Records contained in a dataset
^^^^

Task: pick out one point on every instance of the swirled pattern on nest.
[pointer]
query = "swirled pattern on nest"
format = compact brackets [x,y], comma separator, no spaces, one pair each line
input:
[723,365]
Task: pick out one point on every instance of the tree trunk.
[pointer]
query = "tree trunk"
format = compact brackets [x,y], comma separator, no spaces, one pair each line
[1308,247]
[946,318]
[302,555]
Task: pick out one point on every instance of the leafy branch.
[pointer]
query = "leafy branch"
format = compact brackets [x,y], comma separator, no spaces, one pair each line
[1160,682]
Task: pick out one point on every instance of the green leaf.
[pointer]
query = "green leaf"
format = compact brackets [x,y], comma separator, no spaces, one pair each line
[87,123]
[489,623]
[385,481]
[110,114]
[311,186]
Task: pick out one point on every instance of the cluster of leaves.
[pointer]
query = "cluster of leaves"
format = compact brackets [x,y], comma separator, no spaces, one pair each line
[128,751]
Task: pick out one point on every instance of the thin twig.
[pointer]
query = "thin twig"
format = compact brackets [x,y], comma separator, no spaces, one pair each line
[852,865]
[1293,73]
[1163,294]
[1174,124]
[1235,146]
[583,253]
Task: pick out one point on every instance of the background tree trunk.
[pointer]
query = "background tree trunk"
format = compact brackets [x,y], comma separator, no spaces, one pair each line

^^^^

Please rewrite the records above, replacing every occurrence of "pick out" with "mark" and leaving the rest unchanged.

Response:
Task: mark one point on every instance of the swirled pattern on nest.
[pointer]
query = "swirled pattern on nest"
format = compact brackets [x,y], comma separator, no spaces, one pair each line
input:
[723,365]
Task: mark one point on every instance of the tree trunk.
[pointer]
query = "tree trunk"
format = compact brackets [x,y], comma separator, no spaces, one pair each line
[1308,247]
[946,318]
[302,555]
Task: mark one point on every instance of the leafy branch.
[pointer]
query = "leafy branch"
format = compact brackets [x,y], comma separator, no spaces, one pair each line
[1160,682]
Task: mark one point on every instance of the green leaf.
[pointer]
query = "green leaf"
format = compact brackets [x,y], comma separator, no spaces, one pair each line
[87,123]
[489,623]
[385,481]
[110,114]
[311,186]
Task: mark one point on every instance of the cluster of leaves.
[pointer]
query = "cluster of leaves"
format = compact brackets [x,y], comma separator, no spaces, one pair each line
[128,751]
Task: mark one point on every instance of the thin twig.
[pointer]
query = "thin twig"
format = compact brackets [x,y], comma separator, no spaces, one pair each line
[852,865]
[1293,73]
[1163,294]
[1174,124]
[1235,146]
[583,253]
Task: mark one point on every instance of the background tree trunk.
[pointer]
query = "background tree trunk"
format = compact brackets [x,y], comma separator, no spaces, one pair each line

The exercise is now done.